[Available data — start]

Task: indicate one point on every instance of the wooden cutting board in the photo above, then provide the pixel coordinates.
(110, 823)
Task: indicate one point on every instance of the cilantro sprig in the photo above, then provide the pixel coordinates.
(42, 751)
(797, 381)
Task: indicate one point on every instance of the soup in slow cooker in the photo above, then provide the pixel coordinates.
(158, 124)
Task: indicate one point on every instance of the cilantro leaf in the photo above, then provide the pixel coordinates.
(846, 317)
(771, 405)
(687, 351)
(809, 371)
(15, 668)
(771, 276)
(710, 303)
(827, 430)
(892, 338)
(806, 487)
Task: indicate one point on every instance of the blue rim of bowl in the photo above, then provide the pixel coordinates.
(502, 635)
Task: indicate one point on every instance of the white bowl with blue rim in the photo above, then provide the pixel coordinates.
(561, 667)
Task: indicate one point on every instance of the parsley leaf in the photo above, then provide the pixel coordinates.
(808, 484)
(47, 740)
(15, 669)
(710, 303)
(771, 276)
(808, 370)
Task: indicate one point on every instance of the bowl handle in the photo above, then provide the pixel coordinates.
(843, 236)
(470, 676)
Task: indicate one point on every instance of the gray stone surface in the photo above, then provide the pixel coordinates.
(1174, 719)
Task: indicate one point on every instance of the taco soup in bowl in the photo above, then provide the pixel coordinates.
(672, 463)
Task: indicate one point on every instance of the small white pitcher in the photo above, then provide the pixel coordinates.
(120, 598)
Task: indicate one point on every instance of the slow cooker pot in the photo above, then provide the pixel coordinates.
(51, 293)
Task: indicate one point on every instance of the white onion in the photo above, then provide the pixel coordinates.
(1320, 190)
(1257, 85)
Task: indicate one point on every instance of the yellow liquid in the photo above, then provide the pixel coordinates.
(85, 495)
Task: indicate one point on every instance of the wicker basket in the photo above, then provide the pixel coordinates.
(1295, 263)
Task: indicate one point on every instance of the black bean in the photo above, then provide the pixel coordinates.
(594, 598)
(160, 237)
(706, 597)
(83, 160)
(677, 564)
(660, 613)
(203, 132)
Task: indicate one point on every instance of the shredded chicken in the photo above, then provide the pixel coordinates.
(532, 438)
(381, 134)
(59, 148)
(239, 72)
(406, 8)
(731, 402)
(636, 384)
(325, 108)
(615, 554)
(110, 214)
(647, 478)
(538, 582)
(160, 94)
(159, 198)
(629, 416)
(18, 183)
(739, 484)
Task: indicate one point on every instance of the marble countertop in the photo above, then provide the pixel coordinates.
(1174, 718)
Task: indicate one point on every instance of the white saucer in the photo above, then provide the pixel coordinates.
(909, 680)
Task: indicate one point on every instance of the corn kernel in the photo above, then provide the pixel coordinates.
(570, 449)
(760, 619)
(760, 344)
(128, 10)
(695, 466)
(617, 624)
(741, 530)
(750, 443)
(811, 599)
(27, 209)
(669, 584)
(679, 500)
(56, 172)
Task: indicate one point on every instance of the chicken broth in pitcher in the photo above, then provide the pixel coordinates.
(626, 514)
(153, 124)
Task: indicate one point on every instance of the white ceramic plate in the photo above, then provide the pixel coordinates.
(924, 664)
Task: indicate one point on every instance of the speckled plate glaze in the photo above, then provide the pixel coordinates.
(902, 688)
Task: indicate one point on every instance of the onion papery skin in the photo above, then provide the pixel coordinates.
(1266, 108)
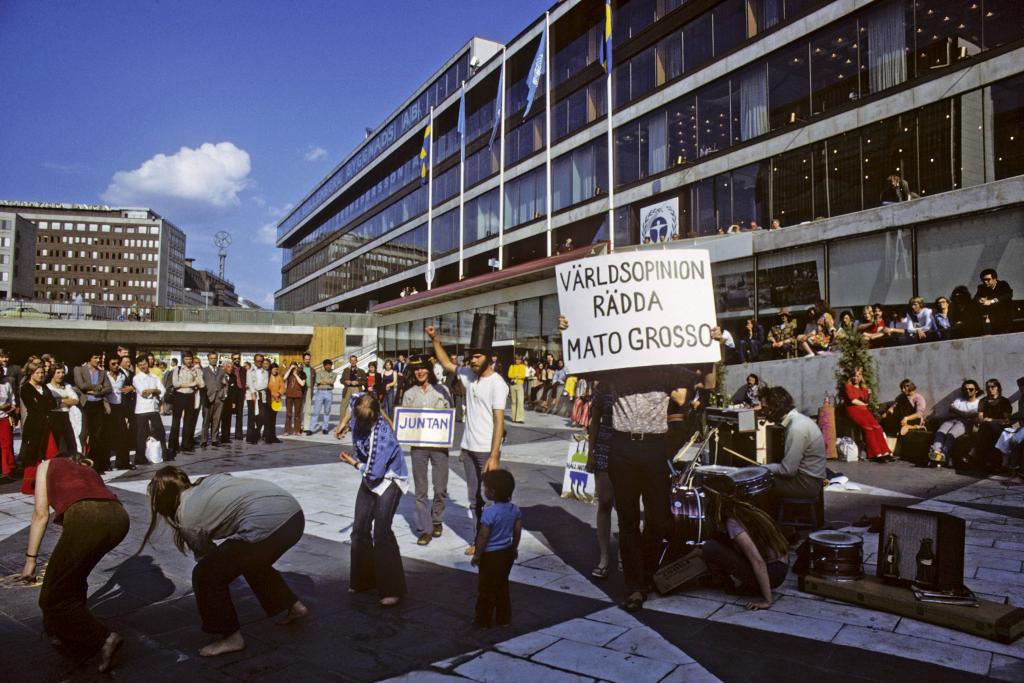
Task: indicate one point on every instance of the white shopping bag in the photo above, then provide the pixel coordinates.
(154, 452)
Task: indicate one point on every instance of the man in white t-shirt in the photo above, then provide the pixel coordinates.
(486, 394)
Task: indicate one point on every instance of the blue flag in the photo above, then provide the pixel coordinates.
(499, 105)
(606, 38)
(536, 71)
(461, 126)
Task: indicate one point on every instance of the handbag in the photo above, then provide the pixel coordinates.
(154, 451)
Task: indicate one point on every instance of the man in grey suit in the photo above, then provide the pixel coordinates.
(214, 394)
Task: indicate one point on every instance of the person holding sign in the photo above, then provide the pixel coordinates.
(427, 393)
(486, 393)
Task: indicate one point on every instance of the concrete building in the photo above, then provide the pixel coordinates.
(723, 114)
(205, 288)
(17, 250)
(125, 257)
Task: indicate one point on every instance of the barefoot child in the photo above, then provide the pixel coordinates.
(497, 548)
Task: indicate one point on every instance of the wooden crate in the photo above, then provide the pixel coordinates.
(989, 620)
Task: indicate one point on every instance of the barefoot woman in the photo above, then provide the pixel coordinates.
(94, 522)
(257, 522)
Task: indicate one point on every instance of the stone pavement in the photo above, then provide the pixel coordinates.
(565, 625)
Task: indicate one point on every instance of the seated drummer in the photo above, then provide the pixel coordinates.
(751, 557)
(802, 472)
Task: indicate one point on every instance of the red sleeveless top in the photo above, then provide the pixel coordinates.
(68, 482)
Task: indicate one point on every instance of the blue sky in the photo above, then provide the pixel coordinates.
(217, 115)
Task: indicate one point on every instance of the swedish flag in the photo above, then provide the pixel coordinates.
(425, 155)
(606, 42)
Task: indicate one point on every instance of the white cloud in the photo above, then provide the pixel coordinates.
(267, 233)
(210, 176)
(314, 154)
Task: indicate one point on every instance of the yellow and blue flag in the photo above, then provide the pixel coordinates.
(606, 38)
(425, 155)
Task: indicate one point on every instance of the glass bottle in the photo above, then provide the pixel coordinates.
(890, 565)
(926, 565)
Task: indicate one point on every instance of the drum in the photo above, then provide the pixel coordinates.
(837, 555)
(688, 516)
(752, 481)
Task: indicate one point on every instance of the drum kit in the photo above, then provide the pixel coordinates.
(690, 485)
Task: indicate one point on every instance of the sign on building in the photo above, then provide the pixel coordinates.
(636, 309)
(658, 222)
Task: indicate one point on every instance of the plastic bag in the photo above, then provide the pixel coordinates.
(154, 451)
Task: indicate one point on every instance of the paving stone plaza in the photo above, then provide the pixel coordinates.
(565, 626)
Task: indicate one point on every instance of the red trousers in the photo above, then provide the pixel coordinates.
(873, 434)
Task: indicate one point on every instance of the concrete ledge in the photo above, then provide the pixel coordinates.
(937, 369)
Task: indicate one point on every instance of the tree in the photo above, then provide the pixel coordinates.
(853, 349)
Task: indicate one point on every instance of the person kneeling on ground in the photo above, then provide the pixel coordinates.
(257, 522)
(750, 558)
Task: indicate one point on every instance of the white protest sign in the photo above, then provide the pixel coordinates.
(424, 427)
(637, 309)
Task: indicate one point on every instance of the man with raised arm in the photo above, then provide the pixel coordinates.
(486, 394)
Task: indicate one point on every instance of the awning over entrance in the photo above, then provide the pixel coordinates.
(516, 274)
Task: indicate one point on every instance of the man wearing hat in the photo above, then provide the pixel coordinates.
(486, 394)
(782, 337)
(426, 393)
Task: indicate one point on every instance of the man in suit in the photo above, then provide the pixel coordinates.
(214, 394)
(93, 384)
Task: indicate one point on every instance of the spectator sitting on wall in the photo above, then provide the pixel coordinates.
(896, 189)
(752, 338)
(994, 300)
(963, 312)
(906, 413)
(782, 336)
(941, 326)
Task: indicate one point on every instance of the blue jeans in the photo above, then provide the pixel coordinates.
(322, 409)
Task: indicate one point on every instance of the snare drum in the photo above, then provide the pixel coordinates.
(837, 555)
(752, 481)
(688, 515)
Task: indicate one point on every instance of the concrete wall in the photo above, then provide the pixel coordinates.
(937, 369)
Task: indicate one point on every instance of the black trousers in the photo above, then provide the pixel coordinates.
(376, 559)
(639, 470)
(116, 435)
(182, 420)
(146, 425)
(93, 417)
(91, 528)
(254, 561)
(493, 602)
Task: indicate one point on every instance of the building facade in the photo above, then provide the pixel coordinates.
(17, 249)
(205, 288)
(130, 258)
(723, 114)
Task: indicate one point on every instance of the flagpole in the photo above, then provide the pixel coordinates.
(547, 122)
(501, 170)
(462, 181)
(430, 201)
(611, 167)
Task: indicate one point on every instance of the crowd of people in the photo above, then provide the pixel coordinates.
(819, 330)
(110, 408)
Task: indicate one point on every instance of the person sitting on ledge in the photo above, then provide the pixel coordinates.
(963, 415)
(906, 413)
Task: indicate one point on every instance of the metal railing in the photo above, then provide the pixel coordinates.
(67, 310)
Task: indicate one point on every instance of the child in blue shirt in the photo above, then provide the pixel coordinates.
(497, 549)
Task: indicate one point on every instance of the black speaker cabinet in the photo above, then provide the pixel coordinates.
(911, 526)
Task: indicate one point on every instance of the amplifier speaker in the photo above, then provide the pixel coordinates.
(911, 526)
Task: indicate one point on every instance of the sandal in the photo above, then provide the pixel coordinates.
(634, 602)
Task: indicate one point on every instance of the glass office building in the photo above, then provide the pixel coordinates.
(723, 114)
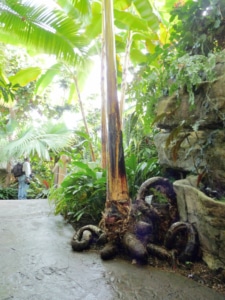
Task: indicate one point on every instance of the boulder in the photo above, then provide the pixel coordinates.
(208, 218)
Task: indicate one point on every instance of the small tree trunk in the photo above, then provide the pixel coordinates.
(103, 96)
(84, 117)
(116, 217)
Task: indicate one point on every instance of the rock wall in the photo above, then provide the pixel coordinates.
(192, 140)
(207, 216)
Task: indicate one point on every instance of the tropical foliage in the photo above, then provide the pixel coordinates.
(163, 47)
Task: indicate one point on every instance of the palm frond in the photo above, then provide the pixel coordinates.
(43, 28)
(37, 141)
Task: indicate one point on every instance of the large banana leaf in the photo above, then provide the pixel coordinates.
(43, 27)
(40, 141)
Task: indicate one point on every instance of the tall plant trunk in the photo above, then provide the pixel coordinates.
(117, 210)
(124, 75)
(9, 163)
(103, 96)
(84, 117)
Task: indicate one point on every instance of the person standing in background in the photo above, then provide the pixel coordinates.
(24, 180)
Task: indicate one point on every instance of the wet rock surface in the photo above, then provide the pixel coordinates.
(37, 262)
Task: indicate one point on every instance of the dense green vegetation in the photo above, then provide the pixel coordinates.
(168, 47)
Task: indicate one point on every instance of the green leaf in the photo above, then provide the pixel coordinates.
(127, 20)
(23, 77)
(47, 78)
(146, 12)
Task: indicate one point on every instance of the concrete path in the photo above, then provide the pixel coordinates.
(36, 262)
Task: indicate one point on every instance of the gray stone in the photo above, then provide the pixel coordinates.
(207, 216)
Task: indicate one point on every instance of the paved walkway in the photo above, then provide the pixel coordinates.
(36, 262)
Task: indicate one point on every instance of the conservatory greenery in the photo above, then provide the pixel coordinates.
(160, 47)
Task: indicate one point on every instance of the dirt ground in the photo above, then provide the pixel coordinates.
(196, 271)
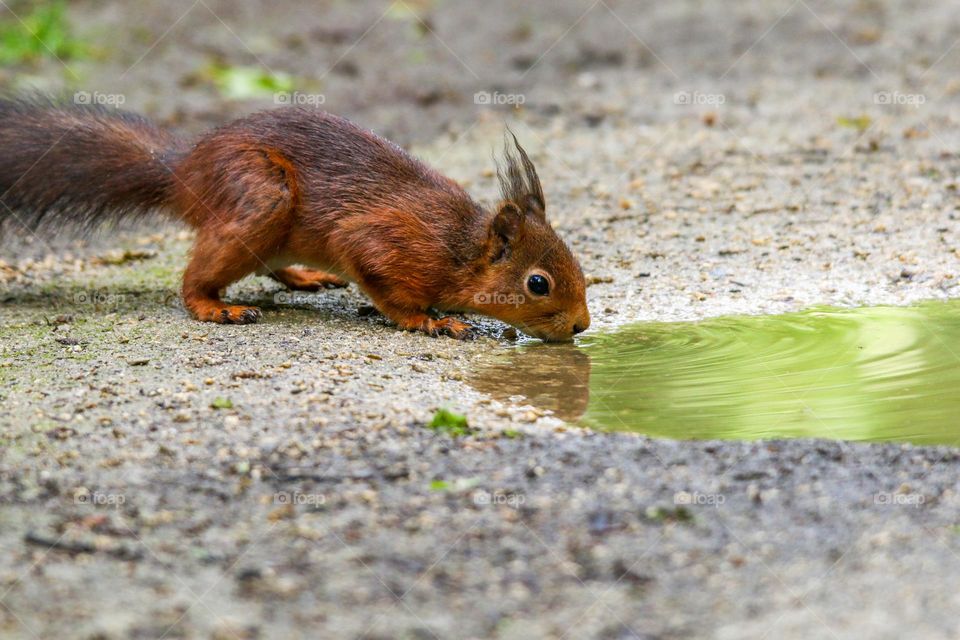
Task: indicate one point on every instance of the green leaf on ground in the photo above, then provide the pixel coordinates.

[Available data — finish]

*Task requirements*:
Please retype, exactly and with the pictures left out, the lines from the line containing "Task: indicate one point on every instance of the conservatory" through the last line of the records above.

*Exercise output*:
Task: indicate one point on every instance of the conservatory greenery in the photo above, then provide the pixel coordinates.
(160, 47)
Task: indicate one point on every instance of the dirt ground in the photo above, then provide the pixel coordinates.
(196, 271)
Task: indicate one point on every instance of the green leaf on ground in the photo above, then provide the pixel coordinates.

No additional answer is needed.